Description of the task ->
Reproduce the lines of the material below verbatim, starting at the line that contains "</instance>" and continuing up to and including the last line of the material.

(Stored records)
========

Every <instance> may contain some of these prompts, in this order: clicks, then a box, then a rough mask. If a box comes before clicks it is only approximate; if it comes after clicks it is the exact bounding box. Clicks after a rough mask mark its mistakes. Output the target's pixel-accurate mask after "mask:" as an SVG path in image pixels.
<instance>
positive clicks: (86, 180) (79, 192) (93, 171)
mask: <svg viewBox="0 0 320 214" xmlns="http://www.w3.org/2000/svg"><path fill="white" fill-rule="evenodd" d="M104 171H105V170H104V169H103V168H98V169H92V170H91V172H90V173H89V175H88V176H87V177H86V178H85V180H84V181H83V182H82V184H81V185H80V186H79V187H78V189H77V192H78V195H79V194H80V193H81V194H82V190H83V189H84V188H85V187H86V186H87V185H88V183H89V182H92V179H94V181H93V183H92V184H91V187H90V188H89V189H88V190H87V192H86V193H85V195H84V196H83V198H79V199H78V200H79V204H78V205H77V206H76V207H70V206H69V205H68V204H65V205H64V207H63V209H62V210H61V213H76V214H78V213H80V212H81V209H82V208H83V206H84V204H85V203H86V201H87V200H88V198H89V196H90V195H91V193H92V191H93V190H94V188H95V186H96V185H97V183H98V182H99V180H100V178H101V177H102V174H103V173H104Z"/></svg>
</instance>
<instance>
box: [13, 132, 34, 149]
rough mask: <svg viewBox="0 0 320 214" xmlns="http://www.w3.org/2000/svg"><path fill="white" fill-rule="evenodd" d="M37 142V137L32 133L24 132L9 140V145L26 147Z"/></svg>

========

Your solution ->
</instance>
<instance>
box: [13, 132, 34, 149]
rough mask: <svg viewBox="0 0 320 214" xmlns="http://www.w3.org/2000/svg"><path fill="white" fill-rule="evenodd" d="M37 142V137L32 133L24 132L9 140V145L26 147Z"/></svg>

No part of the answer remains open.